Only the lines holding "black" are wanted. Copy every one from the records below.

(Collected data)
═══
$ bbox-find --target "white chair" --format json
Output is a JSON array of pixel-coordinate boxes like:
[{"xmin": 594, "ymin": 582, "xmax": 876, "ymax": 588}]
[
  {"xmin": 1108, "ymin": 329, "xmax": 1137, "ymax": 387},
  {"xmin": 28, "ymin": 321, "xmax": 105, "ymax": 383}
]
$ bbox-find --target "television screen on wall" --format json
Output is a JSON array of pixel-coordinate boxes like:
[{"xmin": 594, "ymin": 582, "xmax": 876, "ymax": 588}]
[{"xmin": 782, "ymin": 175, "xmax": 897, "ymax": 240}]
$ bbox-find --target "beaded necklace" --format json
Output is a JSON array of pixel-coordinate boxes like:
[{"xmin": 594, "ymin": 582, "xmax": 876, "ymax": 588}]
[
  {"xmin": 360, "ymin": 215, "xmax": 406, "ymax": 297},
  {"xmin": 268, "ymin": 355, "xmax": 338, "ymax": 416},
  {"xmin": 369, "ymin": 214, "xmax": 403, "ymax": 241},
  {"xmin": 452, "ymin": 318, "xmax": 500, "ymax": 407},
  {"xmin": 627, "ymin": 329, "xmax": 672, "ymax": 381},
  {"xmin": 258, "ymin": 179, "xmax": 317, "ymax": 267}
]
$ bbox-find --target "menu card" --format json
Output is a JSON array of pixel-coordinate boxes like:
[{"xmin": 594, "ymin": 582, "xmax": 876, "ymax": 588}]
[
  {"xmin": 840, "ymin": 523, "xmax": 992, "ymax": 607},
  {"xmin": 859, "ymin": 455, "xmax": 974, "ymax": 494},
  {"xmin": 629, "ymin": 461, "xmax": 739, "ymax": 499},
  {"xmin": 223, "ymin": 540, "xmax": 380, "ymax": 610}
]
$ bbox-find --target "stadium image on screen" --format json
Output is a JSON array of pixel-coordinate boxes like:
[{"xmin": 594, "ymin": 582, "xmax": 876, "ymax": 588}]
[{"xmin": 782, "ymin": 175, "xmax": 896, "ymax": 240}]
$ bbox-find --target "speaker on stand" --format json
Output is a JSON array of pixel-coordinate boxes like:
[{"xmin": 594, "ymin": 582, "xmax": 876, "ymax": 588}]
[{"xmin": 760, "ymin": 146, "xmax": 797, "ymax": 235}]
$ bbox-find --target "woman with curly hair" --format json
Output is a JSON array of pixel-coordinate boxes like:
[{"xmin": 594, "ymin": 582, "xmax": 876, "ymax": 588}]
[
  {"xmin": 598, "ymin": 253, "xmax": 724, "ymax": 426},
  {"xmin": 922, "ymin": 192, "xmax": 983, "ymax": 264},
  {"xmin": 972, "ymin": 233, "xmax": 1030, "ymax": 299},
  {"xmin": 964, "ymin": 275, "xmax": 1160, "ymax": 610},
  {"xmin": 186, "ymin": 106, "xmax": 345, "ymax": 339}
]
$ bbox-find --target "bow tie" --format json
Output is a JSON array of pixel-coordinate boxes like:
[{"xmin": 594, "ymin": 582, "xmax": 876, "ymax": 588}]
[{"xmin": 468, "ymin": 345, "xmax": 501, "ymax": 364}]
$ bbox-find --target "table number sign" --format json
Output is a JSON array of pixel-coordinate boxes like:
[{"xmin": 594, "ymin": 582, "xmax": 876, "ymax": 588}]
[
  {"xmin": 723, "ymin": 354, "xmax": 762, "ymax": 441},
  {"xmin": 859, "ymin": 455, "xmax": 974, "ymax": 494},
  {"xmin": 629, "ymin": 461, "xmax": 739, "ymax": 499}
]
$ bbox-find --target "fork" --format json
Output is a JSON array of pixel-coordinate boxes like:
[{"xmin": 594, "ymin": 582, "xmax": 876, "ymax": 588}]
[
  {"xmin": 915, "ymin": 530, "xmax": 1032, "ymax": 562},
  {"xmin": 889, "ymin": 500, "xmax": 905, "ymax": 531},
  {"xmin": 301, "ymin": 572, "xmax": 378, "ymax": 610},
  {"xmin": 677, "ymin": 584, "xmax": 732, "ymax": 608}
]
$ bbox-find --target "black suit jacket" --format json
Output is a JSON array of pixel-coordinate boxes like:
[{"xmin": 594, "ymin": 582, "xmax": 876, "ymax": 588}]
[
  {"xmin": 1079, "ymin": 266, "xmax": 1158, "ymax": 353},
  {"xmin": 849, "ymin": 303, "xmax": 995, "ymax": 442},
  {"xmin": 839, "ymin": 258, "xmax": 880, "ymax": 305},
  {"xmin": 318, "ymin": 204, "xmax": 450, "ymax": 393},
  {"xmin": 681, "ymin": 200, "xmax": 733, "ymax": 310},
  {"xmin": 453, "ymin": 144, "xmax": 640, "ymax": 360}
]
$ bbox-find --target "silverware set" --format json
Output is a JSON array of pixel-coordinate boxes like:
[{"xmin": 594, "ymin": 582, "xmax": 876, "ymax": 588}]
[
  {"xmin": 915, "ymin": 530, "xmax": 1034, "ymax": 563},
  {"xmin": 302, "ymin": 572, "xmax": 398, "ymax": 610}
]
═══
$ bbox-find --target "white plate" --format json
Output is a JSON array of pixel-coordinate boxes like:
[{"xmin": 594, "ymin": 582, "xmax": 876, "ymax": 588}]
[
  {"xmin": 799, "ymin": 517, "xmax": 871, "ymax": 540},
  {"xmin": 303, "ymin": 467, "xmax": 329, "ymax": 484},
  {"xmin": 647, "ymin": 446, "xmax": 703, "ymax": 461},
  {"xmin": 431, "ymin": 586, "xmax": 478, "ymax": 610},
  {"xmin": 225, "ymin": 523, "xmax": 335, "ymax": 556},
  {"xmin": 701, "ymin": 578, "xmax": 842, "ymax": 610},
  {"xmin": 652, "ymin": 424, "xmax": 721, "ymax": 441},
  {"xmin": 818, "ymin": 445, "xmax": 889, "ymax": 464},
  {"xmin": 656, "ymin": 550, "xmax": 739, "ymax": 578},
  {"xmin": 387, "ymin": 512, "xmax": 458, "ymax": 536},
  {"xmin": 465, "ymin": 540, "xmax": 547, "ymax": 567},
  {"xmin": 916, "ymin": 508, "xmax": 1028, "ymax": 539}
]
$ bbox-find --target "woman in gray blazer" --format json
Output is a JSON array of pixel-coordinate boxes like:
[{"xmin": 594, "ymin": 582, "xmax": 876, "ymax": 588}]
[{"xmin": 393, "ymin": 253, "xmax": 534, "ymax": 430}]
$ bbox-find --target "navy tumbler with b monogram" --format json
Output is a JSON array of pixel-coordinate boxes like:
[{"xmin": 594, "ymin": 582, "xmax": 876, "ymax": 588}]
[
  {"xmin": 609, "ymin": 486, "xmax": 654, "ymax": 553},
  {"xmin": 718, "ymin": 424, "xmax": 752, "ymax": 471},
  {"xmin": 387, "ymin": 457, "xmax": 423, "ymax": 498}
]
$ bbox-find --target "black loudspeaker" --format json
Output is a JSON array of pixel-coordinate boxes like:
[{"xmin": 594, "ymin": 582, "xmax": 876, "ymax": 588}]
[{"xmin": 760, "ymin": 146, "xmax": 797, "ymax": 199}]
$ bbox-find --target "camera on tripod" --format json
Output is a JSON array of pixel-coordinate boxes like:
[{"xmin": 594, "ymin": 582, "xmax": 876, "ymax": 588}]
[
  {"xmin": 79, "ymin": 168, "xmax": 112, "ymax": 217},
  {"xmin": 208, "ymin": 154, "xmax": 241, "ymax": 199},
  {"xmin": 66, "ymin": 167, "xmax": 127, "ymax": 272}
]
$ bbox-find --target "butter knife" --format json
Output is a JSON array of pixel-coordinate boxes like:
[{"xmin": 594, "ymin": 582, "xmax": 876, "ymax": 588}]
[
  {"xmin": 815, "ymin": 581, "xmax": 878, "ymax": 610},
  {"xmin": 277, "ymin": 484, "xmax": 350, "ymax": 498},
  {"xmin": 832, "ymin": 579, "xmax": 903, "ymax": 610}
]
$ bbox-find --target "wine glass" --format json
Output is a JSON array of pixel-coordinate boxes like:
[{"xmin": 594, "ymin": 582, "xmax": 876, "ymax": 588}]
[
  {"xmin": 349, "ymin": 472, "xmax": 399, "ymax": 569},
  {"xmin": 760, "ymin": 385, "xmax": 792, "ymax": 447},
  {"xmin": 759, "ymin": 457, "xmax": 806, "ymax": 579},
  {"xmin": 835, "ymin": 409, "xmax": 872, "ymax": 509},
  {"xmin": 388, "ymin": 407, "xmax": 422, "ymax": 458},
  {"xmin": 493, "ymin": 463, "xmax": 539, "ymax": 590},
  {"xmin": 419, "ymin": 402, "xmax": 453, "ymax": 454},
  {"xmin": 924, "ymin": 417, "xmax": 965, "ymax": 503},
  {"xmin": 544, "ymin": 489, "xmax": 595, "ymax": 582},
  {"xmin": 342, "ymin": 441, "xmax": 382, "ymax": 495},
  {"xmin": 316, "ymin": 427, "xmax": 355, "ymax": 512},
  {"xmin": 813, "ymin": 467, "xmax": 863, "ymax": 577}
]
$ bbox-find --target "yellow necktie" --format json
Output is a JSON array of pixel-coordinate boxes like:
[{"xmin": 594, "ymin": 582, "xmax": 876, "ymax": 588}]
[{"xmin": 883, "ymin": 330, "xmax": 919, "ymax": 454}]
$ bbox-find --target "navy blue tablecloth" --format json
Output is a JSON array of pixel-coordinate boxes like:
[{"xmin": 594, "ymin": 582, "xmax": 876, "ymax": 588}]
═══
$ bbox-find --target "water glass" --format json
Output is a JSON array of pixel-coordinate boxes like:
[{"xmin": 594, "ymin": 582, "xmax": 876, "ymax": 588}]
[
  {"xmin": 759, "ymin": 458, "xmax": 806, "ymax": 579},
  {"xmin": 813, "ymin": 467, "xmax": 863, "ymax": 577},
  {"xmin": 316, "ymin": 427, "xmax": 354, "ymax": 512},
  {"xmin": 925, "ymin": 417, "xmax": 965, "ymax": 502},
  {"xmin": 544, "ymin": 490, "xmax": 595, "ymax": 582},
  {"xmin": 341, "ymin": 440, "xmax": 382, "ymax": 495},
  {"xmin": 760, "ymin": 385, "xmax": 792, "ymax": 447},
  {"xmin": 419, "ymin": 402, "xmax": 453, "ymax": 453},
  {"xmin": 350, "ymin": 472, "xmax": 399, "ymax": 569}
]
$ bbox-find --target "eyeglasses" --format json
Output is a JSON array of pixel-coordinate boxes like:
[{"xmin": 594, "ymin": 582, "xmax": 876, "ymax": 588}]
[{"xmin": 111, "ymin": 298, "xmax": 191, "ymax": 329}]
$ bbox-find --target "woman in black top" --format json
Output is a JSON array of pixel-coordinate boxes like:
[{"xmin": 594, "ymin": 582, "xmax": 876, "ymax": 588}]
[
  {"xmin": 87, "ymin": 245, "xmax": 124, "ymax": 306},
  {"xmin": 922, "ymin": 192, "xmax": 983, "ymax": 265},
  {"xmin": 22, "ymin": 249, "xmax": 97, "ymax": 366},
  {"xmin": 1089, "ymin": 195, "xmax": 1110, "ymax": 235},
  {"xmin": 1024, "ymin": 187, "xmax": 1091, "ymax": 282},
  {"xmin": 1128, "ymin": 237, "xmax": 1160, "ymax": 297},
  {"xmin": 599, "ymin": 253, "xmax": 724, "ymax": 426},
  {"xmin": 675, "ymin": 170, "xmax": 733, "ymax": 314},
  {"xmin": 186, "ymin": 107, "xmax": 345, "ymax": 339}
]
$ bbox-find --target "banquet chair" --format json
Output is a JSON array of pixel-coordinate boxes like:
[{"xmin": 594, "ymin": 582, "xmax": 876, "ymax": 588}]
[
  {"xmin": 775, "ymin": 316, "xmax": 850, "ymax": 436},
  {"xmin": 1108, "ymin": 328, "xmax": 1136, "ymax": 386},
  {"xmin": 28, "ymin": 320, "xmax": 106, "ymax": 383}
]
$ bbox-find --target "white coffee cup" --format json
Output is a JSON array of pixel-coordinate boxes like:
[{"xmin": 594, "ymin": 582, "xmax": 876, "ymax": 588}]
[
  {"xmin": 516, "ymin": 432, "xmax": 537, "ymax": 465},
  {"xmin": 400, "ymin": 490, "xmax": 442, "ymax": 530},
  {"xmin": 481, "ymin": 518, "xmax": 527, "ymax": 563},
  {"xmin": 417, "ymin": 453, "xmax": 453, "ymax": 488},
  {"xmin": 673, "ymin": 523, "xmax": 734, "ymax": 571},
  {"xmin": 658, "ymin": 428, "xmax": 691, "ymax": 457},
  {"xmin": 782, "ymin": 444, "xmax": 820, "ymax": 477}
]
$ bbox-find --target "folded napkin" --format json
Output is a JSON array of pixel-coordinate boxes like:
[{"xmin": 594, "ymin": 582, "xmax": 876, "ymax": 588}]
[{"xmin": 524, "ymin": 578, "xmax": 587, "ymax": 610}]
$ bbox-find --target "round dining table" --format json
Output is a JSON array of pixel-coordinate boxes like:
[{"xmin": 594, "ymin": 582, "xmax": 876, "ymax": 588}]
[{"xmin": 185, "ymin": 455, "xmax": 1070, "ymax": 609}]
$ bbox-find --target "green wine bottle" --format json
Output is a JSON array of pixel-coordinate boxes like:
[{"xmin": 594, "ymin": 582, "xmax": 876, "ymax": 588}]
═══
▸ ANSWER TO THE EXERCISE:
$ bbox-find --target "black suit jacket" --format json
$ bbox-find --target "black loudspeaker" --format json
$ bbox-find --target "woman in black top" --format json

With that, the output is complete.